Task brief: Only those lines in the data below from the line containing "Target: dry yellow grass" through the line containing "mark: the guanaco head", both included, should be restated word for word.

Extracted records:
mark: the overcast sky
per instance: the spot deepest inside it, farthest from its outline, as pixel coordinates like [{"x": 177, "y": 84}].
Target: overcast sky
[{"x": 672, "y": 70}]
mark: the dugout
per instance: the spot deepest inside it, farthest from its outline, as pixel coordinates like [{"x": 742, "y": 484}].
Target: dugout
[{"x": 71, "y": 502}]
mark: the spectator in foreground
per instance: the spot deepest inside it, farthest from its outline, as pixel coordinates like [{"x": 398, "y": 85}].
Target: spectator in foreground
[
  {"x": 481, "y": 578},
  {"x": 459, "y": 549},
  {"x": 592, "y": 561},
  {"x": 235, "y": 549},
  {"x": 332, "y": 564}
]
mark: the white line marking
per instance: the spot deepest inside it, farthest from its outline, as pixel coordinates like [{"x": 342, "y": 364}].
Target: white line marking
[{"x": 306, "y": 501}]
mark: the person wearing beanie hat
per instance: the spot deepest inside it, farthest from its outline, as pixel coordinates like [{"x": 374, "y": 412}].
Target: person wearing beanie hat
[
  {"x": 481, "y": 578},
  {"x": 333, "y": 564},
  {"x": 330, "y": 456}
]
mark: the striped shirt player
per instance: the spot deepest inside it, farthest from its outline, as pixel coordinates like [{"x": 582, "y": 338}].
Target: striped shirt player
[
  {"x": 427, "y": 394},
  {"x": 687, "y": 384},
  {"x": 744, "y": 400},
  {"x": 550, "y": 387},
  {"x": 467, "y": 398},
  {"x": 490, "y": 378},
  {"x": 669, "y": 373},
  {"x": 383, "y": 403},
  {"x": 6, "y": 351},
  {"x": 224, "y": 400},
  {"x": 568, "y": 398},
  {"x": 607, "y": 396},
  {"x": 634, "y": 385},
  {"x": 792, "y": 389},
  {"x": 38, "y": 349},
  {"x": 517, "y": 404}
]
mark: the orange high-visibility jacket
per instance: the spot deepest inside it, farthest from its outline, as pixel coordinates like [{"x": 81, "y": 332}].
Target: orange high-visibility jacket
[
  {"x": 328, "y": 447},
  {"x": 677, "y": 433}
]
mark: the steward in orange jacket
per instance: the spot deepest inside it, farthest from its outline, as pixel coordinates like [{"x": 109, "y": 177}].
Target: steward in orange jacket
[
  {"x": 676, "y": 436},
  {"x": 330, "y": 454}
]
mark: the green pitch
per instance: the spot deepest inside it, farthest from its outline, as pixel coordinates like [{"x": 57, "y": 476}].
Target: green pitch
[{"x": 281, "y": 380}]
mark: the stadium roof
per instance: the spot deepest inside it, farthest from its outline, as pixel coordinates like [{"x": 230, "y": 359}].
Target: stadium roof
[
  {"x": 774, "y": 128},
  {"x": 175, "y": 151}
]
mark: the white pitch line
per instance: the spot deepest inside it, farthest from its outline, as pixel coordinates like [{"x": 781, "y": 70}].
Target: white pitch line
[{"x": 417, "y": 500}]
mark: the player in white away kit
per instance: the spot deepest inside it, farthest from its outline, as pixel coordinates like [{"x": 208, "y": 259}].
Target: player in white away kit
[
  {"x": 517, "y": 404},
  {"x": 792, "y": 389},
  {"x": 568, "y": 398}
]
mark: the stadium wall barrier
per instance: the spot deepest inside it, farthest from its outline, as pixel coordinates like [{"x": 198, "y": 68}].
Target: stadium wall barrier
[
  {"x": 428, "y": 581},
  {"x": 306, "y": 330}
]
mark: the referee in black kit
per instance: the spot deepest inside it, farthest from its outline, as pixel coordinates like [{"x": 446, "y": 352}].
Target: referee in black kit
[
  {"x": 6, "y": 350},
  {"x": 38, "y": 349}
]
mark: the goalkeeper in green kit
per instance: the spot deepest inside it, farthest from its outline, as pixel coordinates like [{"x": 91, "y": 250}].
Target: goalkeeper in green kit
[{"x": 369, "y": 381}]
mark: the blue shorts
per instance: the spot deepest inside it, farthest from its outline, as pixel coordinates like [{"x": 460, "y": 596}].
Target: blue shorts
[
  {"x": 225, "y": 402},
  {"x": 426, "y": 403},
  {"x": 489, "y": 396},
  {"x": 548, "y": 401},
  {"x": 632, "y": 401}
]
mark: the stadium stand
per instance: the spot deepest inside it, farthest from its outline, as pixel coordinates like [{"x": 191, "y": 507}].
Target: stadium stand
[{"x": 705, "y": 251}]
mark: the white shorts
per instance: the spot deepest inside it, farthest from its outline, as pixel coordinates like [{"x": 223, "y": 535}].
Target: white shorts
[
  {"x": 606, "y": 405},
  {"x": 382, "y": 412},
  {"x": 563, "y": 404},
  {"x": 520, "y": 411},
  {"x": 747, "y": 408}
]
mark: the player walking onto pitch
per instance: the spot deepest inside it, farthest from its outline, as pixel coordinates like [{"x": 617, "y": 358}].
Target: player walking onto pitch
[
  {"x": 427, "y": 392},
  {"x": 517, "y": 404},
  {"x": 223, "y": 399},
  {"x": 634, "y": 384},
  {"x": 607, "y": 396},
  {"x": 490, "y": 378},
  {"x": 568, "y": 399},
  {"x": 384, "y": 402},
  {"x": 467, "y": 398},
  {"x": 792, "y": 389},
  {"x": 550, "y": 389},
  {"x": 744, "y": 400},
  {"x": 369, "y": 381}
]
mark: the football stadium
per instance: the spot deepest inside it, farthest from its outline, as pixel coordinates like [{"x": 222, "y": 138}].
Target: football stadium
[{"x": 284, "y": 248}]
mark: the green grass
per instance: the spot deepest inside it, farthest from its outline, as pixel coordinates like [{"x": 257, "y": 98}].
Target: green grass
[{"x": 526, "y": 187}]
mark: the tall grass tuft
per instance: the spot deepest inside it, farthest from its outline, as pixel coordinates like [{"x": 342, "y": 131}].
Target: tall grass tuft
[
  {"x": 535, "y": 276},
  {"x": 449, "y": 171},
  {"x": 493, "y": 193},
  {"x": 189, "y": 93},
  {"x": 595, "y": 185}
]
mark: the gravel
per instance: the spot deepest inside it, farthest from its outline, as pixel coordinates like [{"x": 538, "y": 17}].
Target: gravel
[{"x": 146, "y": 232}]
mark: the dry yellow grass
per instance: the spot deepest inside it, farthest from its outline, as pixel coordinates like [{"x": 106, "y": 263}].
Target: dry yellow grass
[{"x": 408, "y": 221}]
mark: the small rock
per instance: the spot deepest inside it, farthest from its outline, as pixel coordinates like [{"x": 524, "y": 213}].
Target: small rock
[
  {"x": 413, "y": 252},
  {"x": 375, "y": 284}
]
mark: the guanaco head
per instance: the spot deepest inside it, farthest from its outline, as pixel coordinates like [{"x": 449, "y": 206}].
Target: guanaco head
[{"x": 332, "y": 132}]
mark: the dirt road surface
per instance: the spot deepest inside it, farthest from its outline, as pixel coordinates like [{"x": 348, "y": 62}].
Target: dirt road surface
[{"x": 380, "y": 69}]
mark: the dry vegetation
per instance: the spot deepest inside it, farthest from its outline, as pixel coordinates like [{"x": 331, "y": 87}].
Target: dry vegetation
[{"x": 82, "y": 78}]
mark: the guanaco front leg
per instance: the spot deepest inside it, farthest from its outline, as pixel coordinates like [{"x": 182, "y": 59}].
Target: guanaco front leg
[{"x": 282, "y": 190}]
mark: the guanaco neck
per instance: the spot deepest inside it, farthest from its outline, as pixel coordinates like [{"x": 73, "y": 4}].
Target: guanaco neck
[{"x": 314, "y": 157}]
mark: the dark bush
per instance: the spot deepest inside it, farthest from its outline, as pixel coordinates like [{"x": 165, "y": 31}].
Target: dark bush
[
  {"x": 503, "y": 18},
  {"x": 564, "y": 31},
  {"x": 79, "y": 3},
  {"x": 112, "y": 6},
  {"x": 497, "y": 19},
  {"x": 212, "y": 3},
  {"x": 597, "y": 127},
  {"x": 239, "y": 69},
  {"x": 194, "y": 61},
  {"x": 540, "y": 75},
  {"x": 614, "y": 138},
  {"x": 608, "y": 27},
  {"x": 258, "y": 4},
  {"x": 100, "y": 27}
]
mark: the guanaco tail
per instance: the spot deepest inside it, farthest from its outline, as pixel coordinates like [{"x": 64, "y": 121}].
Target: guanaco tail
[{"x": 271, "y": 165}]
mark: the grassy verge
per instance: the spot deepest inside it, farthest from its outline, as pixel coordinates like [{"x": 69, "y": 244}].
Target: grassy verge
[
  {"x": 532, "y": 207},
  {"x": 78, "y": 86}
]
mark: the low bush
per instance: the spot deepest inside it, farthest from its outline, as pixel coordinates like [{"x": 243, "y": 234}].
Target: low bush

Solution to this problem:
Target: dry yellow grass
[{"x": 408, "y": 221}]
mark: the small rock
per instance: the spot deepest inside it, farthest from its outline, as pixel coordinates like [{"x": 524, "y": 213}].
Target: small rock
[
  {"x": 413, "y": 252},
  {"x": 375, "y": 284}
]
mark: the guanaco head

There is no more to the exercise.